### Problem requirements
Extend the article on Earth Day and the UK and US emission targets, picking up after its final sentence.

### Document text
*-*-*

Earth Day marked its 51st anniversary on 22nd April and this year’s theme was ‘Restore Our Earth’, which focuses on reducing our impact on the planet and finding ways to repair the world’s ecosystems. The international day of awareness had an estimated one billion people taking action for the future of the planet, with events taking place online for a second time amid the pandemic.
Boris Johnson announced that the UK would cut its emissions by 78% compared with levels in 1990, by the year 2035. President Biden also announced steep emission cuts of 50% by 2030. This is in line with the US re-joining the Paris Agreement, and Biden making the fight against climate change a top priority of his administration.
These ambitious targets will require a number of changes, such as ensuring homes are better insulated; a national electricity system that can operate without generating carbon emissions; reducing meat and dairy consumption and planting more woodland. People will be encouraged to walk and cycle more rather than driving and aviation could become expensive for frequent fliers according to the Climate Change Committee.

*-*-*

(Saved entries)
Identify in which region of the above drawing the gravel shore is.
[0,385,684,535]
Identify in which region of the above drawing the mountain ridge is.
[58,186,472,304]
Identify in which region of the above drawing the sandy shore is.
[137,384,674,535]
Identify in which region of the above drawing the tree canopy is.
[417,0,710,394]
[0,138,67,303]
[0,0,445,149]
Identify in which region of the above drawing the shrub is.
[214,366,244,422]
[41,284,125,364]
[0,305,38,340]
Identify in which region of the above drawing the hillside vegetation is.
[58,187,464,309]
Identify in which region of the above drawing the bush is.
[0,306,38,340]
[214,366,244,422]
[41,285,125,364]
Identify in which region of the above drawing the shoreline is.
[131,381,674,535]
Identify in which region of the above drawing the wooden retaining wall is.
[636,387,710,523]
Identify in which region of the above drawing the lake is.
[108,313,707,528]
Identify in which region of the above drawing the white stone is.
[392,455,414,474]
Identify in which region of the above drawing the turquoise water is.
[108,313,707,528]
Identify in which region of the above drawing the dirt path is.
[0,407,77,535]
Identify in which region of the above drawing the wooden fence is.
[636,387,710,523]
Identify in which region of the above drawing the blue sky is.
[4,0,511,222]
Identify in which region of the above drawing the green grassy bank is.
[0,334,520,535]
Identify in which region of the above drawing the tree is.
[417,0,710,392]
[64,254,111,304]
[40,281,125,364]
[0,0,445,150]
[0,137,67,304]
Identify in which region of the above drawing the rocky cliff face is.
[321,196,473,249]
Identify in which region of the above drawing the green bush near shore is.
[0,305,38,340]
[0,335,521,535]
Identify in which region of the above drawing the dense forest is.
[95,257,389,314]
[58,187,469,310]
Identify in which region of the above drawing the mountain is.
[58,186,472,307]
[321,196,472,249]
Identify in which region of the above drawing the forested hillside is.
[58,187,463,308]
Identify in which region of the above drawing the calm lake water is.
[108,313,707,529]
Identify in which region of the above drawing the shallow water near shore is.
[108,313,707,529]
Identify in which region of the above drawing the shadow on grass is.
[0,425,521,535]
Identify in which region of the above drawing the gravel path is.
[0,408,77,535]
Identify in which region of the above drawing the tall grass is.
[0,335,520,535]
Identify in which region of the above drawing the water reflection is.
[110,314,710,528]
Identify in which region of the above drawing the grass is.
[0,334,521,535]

*-*-*

### Exercise result
Given the potential for climate change to drive transformation across entire economic sectors, it often dominates conversations around ESG (Environment, Social and Governance) investing which puts companies under pressure to cut emissions in order to attract and retain capital. According to Transition Pathway Initiative (TPI), the number of companies committing to net zero targets more than doubled over the last year, but there is still a long way to go.
Data from Morningstar suggests that demand for ESG investing surged in 2020 with COVID putting corporate behaviour under the spotlight as investors look to reflect their values. This trend is set to continue in 2021 and beyond as the world recovers from the pandemic.